Stored records

-- Start --

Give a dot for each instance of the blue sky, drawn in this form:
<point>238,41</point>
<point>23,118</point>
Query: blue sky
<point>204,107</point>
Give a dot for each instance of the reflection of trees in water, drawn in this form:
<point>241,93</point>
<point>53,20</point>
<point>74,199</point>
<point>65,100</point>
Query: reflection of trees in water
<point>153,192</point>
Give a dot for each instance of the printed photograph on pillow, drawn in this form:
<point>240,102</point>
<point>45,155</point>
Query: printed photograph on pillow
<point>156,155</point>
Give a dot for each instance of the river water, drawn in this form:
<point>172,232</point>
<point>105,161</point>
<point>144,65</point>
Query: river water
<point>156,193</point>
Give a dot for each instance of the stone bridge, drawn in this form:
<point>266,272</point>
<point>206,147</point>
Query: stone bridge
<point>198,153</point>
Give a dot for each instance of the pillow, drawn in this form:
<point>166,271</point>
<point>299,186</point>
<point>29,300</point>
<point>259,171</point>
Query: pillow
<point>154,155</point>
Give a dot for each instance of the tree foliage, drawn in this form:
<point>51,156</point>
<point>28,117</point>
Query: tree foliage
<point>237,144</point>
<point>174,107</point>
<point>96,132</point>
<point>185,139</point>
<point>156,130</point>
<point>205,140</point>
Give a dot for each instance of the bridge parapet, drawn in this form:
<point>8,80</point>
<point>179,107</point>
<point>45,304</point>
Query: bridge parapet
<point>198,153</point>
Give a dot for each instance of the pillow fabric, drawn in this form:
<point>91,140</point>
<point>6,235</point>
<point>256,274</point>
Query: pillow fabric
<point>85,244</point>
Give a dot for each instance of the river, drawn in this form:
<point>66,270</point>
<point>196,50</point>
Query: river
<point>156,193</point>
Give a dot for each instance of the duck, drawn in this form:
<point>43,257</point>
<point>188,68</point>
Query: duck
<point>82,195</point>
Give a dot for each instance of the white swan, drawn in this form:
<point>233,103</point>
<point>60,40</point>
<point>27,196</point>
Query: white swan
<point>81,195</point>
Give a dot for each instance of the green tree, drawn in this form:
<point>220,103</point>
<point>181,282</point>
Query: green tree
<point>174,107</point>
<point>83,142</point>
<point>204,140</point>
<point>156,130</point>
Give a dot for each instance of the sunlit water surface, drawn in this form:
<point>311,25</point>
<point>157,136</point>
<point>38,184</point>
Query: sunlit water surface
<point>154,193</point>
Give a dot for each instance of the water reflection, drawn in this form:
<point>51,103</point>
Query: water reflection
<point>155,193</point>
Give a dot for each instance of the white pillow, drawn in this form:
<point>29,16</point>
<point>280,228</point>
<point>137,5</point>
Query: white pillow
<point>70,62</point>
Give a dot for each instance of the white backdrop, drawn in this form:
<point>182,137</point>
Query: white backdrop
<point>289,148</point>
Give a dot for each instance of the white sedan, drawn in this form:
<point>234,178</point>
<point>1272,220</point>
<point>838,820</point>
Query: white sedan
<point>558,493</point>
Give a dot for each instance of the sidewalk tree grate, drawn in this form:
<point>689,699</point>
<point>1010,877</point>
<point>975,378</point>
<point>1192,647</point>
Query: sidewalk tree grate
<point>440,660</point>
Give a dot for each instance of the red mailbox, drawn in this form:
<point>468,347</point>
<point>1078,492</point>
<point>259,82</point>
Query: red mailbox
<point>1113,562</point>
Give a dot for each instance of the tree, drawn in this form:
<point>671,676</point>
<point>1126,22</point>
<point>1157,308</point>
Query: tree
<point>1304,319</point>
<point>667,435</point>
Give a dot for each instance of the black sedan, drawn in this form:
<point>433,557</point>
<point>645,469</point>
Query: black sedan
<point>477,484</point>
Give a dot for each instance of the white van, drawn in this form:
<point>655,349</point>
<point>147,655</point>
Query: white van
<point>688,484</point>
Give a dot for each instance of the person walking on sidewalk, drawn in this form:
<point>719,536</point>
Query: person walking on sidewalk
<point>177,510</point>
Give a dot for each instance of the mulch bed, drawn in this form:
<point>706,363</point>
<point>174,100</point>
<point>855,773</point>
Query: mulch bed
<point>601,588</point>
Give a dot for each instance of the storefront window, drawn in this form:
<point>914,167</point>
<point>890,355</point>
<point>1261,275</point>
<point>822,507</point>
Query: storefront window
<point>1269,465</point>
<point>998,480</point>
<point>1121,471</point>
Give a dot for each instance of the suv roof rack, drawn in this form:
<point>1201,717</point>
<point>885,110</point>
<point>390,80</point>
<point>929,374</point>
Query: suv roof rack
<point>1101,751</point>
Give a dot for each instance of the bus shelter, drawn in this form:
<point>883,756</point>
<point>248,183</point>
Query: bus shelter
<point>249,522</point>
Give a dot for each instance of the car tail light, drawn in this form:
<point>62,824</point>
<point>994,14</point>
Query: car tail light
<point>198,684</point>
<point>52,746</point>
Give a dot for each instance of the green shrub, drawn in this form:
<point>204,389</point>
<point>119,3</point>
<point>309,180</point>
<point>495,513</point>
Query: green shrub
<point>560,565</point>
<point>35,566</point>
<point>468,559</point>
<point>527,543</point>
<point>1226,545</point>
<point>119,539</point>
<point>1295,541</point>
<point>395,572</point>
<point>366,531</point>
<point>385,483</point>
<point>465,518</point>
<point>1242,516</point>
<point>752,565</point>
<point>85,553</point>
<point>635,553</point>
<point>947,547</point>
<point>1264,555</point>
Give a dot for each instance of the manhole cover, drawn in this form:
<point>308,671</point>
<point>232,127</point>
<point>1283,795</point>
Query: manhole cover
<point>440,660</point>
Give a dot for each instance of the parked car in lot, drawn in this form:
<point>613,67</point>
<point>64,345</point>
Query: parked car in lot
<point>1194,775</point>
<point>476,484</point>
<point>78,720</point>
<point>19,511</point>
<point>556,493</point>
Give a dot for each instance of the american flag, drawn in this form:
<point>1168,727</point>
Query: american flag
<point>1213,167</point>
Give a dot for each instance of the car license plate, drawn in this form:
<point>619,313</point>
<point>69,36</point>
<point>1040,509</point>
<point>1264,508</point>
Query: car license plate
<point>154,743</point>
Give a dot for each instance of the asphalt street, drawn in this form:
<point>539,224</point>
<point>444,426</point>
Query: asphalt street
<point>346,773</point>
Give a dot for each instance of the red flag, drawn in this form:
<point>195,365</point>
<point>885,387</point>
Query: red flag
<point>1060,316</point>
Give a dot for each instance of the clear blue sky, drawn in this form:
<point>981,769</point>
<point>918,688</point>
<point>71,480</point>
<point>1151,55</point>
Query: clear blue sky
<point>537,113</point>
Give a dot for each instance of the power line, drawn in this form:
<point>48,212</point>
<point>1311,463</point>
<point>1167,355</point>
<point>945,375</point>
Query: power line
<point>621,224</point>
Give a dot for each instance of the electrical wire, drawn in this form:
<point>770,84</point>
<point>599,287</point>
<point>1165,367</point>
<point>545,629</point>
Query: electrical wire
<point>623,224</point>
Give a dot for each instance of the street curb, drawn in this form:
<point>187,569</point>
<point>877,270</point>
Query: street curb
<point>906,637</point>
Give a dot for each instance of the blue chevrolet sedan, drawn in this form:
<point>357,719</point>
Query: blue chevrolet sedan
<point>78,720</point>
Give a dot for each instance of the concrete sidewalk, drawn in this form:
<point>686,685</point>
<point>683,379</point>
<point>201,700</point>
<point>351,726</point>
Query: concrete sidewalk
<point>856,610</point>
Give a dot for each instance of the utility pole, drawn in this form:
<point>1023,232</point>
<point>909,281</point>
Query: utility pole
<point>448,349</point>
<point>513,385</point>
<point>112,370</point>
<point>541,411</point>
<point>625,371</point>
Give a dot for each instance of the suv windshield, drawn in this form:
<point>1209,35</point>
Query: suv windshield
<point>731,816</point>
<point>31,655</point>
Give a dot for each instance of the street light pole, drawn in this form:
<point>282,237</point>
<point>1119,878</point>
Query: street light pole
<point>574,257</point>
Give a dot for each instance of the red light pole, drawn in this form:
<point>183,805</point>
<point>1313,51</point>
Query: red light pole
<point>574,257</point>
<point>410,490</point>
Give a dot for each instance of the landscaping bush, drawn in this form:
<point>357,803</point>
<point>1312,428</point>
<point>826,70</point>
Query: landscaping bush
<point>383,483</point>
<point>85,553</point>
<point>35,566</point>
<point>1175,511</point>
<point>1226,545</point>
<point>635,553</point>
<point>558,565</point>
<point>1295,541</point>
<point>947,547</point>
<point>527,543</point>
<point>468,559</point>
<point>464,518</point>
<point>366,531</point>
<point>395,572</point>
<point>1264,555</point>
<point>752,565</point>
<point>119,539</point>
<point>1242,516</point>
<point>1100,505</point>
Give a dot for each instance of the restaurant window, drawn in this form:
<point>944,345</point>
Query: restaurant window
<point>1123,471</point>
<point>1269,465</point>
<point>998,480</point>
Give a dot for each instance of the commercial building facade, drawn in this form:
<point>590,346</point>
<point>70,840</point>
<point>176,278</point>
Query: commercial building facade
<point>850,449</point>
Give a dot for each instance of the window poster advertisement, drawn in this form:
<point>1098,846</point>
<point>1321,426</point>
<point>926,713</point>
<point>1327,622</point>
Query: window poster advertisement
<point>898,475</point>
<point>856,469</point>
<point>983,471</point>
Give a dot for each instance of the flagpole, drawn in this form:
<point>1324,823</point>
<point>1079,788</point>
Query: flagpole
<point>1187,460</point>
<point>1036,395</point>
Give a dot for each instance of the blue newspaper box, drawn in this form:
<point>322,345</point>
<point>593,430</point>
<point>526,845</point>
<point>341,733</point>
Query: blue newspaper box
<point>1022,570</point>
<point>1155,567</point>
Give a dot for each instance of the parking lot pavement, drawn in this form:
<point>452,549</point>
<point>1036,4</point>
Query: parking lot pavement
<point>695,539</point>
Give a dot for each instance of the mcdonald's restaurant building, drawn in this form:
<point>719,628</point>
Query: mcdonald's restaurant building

-- End --

Task to carry out
From the items above, copy out verbatim the lines beginning with the line that contains "Give a dot for each instance of the pillow, drawn" and continuing through the line that contains "<point>154,155</point>", with both of those lines included.

Worked solution
Give a dot for each instance of the pillow, drawn in this form:
<point>166,271</point>
<point>299,186</point>
<point>29,300</point>
<point>259,171</point>
Query: pillow
<point>154,155</point>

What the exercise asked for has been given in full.